(Collected data)
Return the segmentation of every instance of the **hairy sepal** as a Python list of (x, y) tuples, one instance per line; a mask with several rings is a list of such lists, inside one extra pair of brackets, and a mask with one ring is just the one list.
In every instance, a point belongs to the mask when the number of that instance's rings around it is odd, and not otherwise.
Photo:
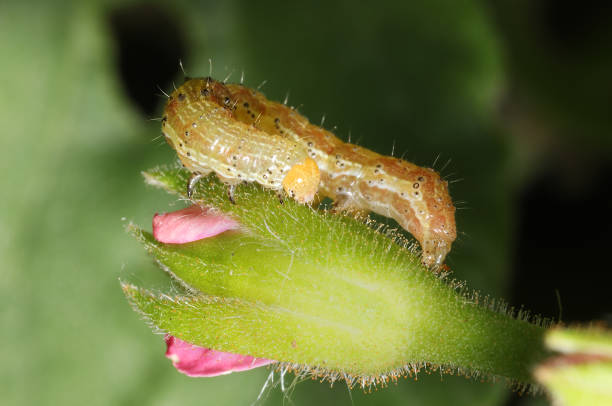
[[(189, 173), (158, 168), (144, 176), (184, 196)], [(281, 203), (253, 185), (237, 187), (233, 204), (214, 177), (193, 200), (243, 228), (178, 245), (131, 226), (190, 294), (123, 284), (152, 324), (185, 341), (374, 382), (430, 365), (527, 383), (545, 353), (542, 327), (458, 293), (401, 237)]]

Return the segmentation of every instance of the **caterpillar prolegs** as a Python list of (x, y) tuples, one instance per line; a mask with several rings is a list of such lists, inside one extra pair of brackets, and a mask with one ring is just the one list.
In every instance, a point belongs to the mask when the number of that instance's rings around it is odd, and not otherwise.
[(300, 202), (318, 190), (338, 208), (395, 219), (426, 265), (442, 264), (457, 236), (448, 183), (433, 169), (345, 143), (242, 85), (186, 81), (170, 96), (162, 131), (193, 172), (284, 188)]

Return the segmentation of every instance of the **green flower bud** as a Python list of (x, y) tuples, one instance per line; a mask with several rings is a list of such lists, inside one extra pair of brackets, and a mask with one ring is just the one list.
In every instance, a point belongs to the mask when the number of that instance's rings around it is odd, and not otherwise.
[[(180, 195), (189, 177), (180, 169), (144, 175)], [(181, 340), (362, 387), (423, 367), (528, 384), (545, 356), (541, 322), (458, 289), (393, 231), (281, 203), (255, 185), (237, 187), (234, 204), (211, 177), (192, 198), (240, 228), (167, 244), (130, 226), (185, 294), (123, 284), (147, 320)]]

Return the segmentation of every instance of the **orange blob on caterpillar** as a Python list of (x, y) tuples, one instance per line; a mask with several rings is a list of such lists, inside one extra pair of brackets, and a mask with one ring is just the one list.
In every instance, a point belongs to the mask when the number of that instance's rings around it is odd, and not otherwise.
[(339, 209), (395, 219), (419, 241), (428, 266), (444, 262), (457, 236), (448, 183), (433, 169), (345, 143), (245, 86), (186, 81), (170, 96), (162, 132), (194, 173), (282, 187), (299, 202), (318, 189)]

### Exercise goal:
Out of the preceding entries, pull every line containing the string "caterpillar".

### Exercise response:
Return the segmentation of every instance of the **caterpillar prolegs** as a Python list of (x, y) tuples, one instance per line; a mask with several rings is a list of such lists, inside one extra pair of brackets, and a mask with one ring is just the one list.
Return the segmentation of every instance of the **orange blob on caterpillar** as a Python list of (x, y) tuples, one instance per line; a mask with several rings is a list of such lists, inside one extra pair of brackets, and a mask with one ring is just the one list.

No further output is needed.